Try it ▸
Find the word "support" in the listing; pull out each line holding it.

*** Data for this exercise ***

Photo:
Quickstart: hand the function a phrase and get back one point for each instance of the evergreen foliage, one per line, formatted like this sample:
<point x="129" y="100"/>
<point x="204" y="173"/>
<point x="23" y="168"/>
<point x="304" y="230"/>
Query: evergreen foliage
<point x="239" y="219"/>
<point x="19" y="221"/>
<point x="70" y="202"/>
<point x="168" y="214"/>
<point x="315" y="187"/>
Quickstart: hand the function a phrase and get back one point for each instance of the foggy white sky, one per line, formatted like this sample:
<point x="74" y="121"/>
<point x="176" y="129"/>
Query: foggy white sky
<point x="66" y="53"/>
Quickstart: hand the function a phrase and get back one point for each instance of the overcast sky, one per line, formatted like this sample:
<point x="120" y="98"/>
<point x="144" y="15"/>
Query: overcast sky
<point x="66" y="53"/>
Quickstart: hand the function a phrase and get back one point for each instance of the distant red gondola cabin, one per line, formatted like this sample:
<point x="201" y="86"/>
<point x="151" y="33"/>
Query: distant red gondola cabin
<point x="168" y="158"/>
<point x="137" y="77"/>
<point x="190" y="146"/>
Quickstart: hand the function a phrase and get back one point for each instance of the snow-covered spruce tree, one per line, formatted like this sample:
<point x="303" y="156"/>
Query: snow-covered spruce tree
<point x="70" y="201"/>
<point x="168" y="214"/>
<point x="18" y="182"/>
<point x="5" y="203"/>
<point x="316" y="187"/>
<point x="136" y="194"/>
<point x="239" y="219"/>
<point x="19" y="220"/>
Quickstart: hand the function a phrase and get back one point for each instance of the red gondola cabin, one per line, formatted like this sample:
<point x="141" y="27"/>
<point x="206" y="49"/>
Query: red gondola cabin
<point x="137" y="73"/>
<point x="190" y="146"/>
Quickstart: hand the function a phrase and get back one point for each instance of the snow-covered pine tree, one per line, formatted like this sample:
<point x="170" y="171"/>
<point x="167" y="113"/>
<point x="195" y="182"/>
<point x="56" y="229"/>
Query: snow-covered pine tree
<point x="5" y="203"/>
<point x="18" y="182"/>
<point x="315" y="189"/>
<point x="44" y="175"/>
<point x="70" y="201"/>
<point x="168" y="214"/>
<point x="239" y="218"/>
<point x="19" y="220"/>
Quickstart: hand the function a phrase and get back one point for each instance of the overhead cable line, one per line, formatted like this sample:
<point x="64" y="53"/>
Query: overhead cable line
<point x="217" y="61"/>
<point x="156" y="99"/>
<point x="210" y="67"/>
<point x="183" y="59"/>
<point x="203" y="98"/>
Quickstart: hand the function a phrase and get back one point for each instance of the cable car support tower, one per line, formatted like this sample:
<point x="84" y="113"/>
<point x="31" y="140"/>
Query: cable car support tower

*** End of Data for this exercise ***
*** Data for this exercise ***

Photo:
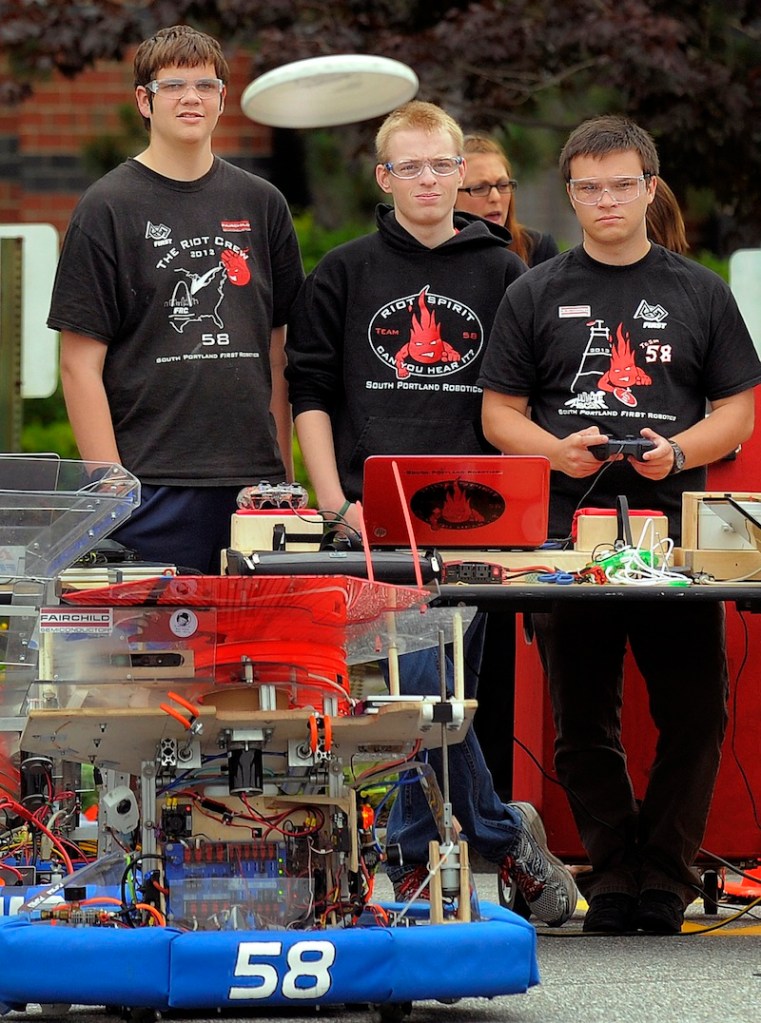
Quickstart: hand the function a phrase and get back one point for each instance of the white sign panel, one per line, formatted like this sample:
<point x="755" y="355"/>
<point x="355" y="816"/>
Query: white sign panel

*** End of Data for this exercise ***
*** Data for this exercise ***

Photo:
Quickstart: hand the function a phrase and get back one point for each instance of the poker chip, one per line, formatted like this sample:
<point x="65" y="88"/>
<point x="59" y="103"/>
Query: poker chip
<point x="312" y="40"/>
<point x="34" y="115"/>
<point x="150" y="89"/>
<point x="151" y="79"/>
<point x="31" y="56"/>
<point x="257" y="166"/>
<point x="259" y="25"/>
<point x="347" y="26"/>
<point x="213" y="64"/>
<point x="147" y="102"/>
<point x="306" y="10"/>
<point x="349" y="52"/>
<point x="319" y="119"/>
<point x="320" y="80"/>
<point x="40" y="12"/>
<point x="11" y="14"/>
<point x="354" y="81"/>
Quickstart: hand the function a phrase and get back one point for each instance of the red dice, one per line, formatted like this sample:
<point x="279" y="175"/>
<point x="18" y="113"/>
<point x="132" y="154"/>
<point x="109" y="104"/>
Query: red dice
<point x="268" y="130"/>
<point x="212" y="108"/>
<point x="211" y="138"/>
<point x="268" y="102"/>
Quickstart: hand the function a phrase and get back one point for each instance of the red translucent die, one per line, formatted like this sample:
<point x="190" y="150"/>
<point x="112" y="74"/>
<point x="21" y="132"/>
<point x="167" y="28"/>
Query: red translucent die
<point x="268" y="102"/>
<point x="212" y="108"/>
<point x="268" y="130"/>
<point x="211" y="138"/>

*** End of Data for this exercise ***

Written solution ▸
Quickstart: hand the function a phrase and get back one point for each instance of the cable car support tower, one per line, formatted like this sample:
Query: cable car support tower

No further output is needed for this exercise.